■ **GIVEN PROBLEM**
Reproduce the data from the line with "instance of the sky" to the line with "point(120, 113)", both included, with every point coordinate multiplied by 0.3 and rounded to a whole number, halves rounded up. Keep all other lines unchanged, and leave the pictures out.

MATERIAL FOR THE TASK start

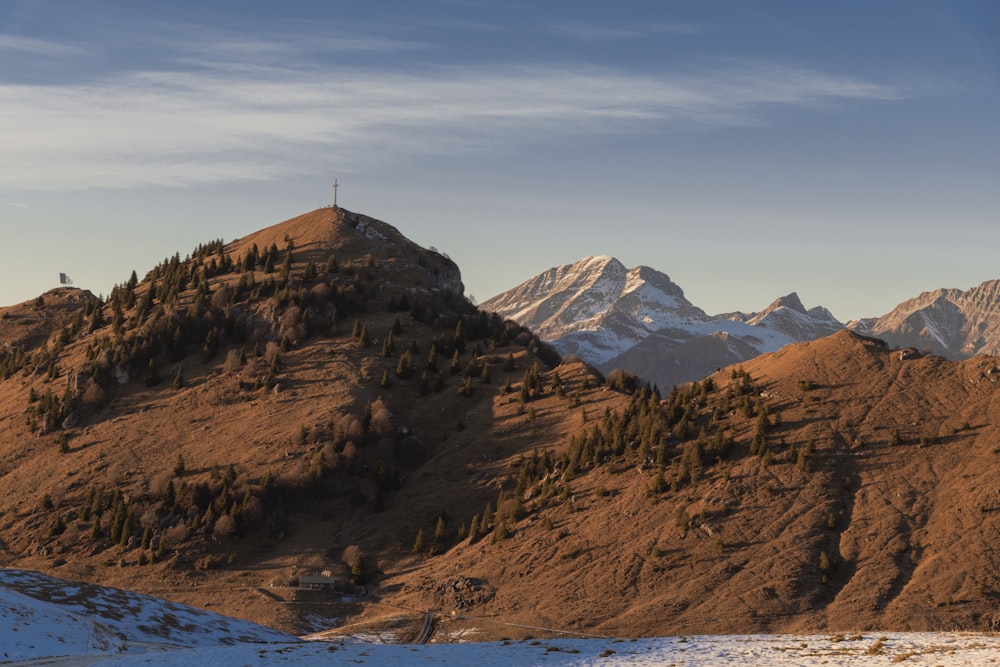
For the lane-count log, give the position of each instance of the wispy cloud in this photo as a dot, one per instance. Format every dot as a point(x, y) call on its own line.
point(591, 32)
point(230, 123)
point(38, 47)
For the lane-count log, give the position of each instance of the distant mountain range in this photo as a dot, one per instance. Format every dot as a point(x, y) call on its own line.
point(639, 320)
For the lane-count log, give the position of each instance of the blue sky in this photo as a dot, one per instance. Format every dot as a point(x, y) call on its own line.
point(847, 151)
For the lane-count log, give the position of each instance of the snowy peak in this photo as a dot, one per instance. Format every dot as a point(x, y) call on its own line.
point(638, 319)
point(597, 293)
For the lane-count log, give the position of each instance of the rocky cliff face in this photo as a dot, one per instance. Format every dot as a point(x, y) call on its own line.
point(639, 320)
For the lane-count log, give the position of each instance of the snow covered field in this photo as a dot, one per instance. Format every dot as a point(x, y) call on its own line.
point(48, 621)
point(706, 651)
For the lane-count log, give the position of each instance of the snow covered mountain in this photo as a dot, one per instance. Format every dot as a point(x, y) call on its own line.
point(639, 320)
point(951, 323)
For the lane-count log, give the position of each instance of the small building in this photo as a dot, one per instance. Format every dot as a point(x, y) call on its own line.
point(317, 582)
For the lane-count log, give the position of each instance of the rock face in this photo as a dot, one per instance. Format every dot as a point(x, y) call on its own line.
point(639, 320)
point(951, 323)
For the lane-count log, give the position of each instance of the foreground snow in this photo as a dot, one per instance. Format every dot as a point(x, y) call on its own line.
point(945, 649)
point(48, 621)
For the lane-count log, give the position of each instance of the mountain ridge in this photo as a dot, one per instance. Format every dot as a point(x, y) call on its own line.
point(253, 415)
point(639, 319)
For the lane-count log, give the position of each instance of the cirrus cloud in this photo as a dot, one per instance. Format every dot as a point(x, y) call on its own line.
point(230, 122)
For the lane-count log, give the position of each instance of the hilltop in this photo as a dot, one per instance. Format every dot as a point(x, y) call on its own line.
point(318, 396)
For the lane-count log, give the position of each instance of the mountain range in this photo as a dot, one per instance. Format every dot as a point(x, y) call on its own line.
point(639, 320)
point(312, 429)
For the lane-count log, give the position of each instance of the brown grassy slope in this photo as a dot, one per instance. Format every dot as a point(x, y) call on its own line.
point(909, 530)
point(229, 431)
point(872, 503)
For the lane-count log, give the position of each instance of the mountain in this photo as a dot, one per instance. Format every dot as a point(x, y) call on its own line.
point(833, 484)
point(639, 320)
point(948, 322)
point(51, 621)
point(310, 428)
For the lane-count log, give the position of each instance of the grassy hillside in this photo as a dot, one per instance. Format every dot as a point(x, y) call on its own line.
point(319, 396)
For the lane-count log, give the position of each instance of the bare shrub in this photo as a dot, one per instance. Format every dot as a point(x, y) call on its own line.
point(233, 362)
point(93, 394)
point(173, 536)
point(271, 351)
point(381, 423)
point(225, 526)
point(158, 485)
point(351, 427)
point(223, 297)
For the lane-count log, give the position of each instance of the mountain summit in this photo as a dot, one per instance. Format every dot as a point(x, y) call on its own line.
point(952, 323)
point(639, 320)
point(596, 308)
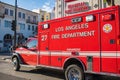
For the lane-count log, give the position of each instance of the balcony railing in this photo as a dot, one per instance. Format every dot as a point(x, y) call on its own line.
point(31, 21)
point(2, 15)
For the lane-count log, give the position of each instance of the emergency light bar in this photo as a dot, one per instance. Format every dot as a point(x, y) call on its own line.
point(45, 26)
point(75, 20)
point(89, 18)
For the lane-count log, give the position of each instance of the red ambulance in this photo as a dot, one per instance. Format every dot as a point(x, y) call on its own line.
point(83, 43)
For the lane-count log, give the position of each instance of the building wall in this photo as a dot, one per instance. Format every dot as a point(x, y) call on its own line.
point(94, 4)
point(44, 15)
point(25, 26)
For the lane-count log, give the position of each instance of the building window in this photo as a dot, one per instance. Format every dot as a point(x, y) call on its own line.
point(7, 23)
point(6, 11)
point(19, 14)
point(0, 23)
point(29, 18)
point(32, 28)
point(23, 15)
point(22, 26)
point(11, 12)
point(34, 18)
point(29, 27)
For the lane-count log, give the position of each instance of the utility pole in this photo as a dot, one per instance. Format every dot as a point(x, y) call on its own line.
point(15, 24)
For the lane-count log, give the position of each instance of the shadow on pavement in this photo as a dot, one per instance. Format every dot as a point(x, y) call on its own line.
point(46, 72)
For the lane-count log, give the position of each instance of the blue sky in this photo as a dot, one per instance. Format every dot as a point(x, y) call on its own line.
point(34, 5)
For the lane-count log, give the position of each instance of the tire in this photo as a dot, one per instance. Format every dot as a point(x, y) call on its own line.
point(74, 72)
point(16, 65)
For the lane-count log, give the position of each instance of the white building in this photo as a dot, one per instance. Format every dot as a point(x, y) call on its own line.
point(70, 7)
point(26, 24)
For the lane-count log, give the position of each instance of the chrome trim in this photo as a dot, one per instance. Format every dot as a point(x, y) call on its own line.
point(44, 66)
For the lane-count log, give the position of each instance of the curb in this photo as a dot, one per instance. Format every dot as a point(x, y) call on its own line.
point(8, 59)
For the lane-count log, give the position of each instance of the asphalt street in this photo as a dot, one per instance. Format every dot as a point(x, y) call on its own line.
point(7, 73)
point(9, 77)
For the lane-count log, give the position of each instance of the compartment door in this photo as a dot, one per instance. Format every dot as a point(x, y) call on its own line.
point(108, 42)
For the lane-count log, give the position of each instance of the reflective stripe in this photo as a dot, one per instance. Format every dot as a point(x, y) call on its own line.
point(81, 53)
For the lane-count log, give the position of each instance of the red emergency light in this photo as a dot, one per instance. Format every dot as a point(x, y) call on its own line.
point(68, 0)
point(107, 17)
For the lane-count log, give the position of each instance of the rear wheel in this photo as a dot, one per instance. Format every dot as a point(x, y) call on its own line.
point(16, 65)
point(74, 72)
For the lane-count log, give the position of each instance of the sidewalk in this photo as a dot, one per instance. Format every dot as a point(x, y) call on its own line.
point(5, 56)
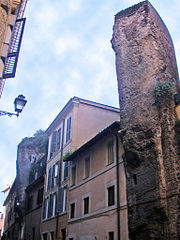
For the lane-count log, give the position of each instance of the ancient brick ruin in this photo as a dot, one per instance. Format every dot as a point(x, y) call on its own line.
point(147, 81)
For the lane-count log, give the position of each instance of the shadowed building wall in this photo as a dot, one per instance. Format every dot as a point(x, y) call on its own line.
point(147, 81)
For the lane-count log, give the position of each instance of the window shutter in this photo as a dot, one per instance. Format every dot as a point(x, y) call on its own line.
point(60, 199)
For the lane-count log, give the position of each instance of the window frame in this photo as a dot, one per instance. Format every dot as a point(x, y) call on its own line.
point(73, 176)
point(74, 212)
point(111, 196)
point(109, 185)
point(110, 143)
point(68, 129)
point(85, 196)
point(86, 174)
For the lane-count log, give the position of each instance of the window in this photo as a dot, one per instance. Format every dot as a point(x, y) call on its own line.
point(52, 235)
point(63, 234)
point(134, 178)
point(29, 203)
point(45, 236)
point(110, 152)
point(72, 213)
point(61, 200)
point(45, 208)
point(111, 197)
point(58, 139)
point(65, 199)
point(40, 196)
point(50, 207)
point(111, 235)
point(54, 204)
point(53, 144)
point(87, 167)
point(73, 176)
point(33, 233)
point(68, 129)
point(65, 170)
point(49, 179)
point(86, 205)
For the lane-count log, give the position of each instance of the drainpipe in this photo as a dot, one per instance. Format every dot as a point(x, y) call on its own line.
point(117, 186)
point(59, 182)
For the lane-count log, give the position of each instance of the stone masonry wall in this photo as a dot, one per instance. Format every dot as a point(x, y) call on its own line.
point(145, 63)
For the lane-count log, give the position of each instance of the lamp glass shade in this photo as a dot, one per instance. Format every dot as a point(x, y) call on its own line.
point(19, 103)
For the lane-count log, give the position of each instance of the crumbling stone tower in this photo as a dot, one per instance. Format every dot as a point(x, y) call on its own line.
point(147, 81)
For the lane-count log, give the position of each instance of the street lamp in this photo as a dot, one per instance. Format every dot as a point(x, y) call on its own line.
point(19, 104)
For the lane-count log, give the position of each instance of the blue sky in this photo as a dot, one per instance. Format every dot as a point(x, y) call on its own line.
point(65, 52)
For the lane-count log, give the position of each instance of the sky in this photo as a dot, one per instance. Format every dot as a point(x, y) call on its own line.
point(66, 52)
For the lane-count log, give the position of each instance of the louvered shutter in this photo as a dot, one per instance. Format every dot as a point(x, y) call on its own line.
point(60, 199)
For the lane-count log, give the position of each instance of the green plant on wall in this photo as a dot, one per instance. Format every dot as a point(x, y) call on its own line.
point(164, 90)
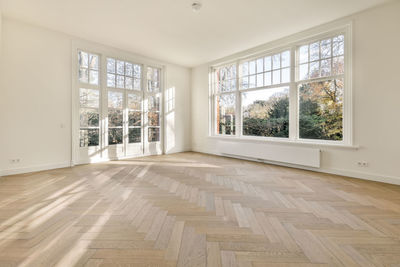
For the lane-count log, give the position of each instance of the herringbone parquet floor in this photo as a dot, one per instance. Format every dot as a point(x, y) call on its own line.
point(192, 209)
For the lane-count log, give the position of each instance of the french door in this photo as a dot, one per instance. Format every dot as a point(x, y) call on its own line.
point(120, 113)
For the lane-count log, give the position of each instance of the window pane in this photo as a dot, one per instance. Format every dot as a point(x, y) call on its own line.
point(244, 69)
point(135, 135)
point(321, 110)
point(154, 103)
point(115, 136)
point(260, 80)
point(260, 65)
point(303, 72)
point(267, 64)
point(153, 79)
point(285, 59)
point(285, 75)
point(135, 118)
point(252, 67)
point(325, 67)
point(89, 98)
point(276, 61)
point(129, 69)
point(154, 118)
point(267, 78)
point(93, 62)
point(244, 83)
point(154, 134)
point(134, 102)
point(120, 67)
point(120, 81)
point(314, 51)
point(94, 77)
point(338, 45)
point(128, 83)
point(115, 99)
point(89, 117)
point(88, 137)
point(83, 59)
point(136, 84)
point(115, 118)
point(326, 48)
point(276, 77)
point(83, 75)
point(137, 71)
point(110, 80)
point(110, 65)
point(266, 112)
point(252, 81)
point(226, 114)
point(303, 54)
point(338, 65)
point(314, 69)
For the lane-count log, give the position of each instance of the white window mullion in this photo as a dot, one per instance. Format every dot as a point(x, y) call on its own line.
point(293, 97)
point(238, 115)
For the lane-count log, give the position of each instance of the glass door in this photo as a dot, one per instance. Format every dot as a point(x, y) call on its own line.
point(153, 114)
point(119, 110)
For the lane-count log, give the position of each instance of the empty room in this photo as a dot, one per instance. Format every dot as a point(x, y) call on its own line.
point(226, 133)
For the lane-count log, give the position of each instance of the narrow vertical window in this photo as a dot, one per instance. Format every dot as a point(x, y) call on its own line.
point(115, 118)
point(321, 89)
point(89, 99)
point(225, 99)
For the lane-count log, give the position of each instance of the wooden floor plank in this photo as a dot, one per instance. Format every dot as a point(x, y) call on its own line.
point(192, 209)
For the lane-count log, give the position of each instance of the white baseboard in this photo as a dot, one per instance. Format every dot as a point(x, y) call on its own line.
point(35, 168)
point(349, 173)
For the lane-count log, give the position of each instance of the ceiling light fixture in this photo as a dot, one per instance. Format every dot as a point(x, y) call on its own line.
point(196, 6)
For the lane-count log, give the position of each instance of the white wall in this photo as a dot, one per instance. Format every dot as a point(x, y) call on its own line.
point(376, 91)
point(35, 99)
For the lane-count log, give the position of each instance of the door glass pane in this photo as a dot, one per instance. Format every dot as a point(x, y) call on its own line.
point(115, 99)
point(153, 79)
point(135, 118)
point(115, 118)
point(134, 102)
point(89, 117)
point(115, 136)
point(154, 134)
point(89, 98)
point(135, 135)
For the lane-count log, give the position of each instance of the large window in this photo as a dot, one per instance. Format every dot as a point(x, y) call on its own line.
point(225, 99)
point(297, 93)
point(89, 99)
point(321, 76)
point(124, 84)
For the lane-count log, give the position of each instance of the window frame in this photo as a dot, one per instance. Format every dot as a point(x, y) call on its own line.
point(291, 43)
point(103, 150)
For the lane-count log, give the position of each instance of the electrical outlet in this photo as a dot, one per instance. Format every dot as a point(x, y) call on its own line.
point(362, 164)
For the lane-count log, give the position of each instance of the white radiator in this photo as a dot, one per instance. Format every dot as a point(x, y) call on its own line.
point(304, 156)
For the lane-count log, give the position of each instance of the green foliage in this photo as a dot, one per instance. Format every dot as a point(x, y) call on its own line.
point(321, 113)
point(273, 123)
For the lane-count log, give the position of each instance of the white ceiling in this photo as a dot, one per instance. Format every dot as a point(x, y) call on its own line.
point(170, 31)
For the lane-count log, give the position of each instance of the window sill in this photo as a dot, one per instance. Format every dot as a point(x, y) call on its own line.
point(283, 141)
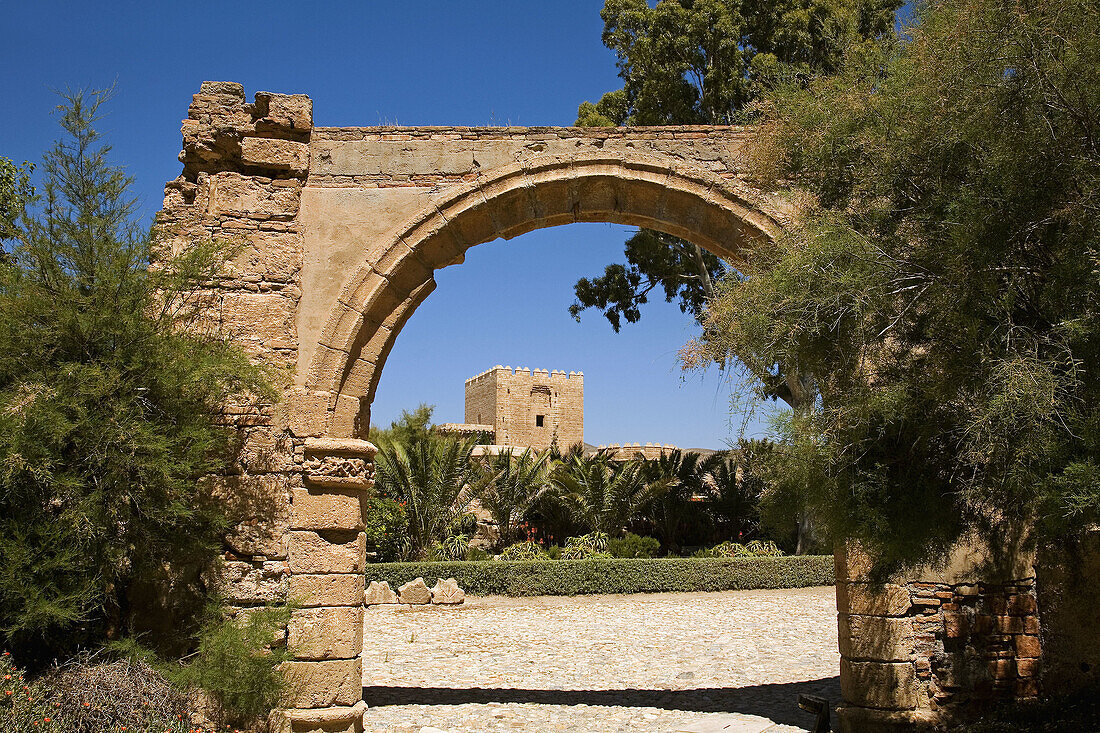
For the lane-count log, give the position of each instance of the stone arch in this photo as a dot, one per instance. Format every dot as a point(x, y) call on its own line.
point(722, 215)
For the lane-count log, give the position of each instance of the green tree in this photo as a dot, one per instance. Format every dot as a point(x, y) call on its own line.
point(675, 507)
point(108, 403)
point(604, 495)
point(407, 428)
point(732, 498)
point(15, 190)
point(430, 476)
point(508, 487)
point(702, 62)
point(944, 294)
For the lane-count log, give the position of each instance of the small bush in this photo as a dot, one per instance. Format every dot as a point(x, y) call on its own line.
point(634, 545)
point(524, 551)
point(454, 547)
point(755, 548)
point(593, 540)
point(90, 696)
point(386, 526)
point(475, 554)
point(582, 553)
point(547, 577)
point(238, 660)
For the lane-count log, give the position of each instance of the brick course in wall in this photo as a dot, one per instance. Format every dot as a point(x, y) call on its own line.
point(340, 230)
point(514, 401)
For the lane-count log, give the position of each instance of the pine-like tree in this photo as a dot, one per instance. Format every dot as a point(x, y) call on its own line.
point(108, 402)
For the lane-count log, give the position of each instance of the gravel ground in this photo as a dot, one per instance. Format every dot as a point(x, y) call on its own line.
point(671, 663)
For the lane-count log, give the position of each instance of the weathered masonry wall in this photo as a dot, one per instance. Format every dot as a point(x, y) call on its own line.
point(934, 644)
point(513, 402)
point(340, 231)
point(364, 184)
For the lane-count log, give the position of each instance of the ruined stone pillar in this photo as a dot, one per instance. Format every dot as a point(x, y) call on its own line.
point(296, 495)
point(934, 646)
point(327, 554)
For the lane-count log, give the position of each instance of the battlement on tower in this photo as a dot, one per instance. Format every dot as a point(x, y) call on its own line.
point(504, 372)
point(528, 407)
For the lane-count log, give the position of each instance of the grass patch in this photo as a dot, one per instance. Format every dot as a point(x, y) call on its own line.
point(614, 576)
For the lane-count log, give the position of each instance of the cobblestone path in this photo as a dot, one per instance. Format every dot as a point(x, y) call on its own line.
point(670, 663)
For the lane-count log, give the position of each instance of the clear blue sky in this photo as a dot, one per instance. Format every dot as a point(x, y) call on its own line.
point(440, 62)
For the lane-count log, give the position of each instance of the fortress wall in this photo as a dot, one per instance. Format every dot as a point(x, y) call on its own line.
point(516, 398)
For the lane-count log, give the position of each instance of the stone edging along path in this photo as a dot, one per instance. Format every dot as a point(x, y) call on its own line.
point(614, 576)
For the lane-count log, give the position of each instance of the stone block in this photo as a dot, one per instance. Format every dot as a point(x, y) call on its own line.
point(866, 720)
point(871, 599)
point(326, 510)
point(305, 413)
point(326, 633)
point(1027, 647)
point(260, 318)
point(889, 686)
point(275, 154)
point(1027, 667)
point(257, 507)
point(234, 194)
point(876, 637)
point(323, 720)
point(325, 684)
point(284, 112)
point(263, 581)
point(273, 256)
point(310, 553)
point(447, 592)
point(380, 593)
point(333, 589)
point(266, 450)
point(1022, 604)
point(231, 89)
point(415, 592)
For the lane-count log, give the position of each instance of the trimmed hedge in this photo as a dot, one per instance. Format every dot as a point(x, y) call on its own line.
point(614, 576)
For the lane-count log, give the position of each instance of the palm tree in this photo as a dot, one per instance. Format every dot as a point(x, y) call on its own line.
point(602, 494)
point(734, 502)
point(508, 487)
point(431, 476)
point(672, 509)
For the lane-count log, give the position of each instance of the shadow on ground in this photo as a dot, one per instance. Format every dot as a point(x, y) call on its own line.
point(778, 701)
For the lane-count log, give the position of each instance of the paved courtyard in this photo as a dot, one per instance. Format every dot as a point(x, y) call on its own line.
point(697, 663)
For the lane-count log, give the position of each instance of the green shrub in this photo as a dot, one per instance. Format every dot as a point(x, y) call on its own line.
point(475, 554)
point(91, 696)
point(110, 407)
point(582, 553)
point(524, 551)
point(454, 547)
point(755, 548)
point(595, 540)
point(634, 545)
point(237, 664)
point(615, 576)
point(386, 526)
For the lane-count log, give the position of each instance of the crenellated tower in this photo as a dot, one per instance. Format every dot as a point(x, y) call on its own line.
point(528, 407)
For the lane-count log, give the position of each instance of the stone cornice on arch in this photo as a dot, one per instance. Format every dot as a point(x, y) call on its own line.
point(721, 215)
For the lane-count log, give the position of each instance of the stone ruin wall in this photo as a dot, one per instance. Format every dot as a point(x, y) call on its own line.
point(294, 494)
point(923, 648)
point(510, 401)
point(304, 205)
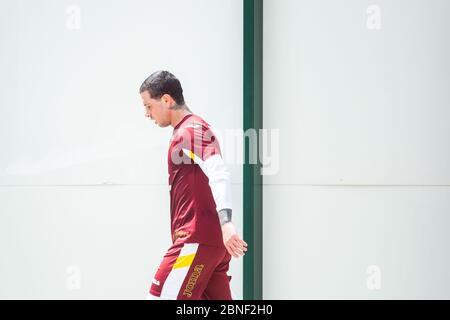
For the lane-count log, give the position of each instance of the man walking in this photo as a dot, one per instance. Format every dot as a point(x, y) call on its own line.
point(204, 237)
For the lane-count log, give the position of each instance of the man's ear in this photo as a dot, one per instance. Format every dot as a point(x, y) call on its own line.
point(167, 99)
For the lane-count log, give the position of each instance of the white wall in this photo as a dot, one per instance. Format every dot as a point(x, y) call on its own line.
point(83, 175)
point(364, 149)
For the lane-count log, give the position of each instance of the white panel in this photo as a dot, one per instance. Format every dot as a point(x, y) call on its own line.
point(113, 237)
point(354, 105)
point(83, 174)
point(319, 242)
point(70, 112)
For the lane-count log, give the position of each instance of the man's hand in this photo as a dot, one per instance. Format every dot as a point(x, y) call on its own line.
point(233, 243)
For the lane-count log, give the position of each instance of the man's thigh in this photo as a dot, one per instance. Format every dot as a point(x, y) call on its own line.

MATERIAL FOR THE TASK end

■ **RESULT**
For the lane-count log, give the position of each instance of the sky in this photo as a dot, one per instance. Format every dot as a point(x, y) call on its own line.
point(20, 16)
For the lane-count log, give the position of each instance of the louvered shutter in this photo as a dot, one per instance. Format every dot as a point(x, y) call on its own line.
point(18, 60)
For the lane-count log, give the position of each instance of the green plant on wall in this photo as a dot, one per instance. Format every dot as a point(x, y) call on its own line.
point(49, 27)
For the lane-count log, give the position of each instance of the herringbone parquet floor in this photo as a dot, one per instance. Format every dot as a point(x, y) call on its own line.
point(58, 63)
For the lane-count log, give the position of each instance of the french door in this photo as a dot, one per instance. Format every dot as a point(x, y) call on its own line.
point(36, 34)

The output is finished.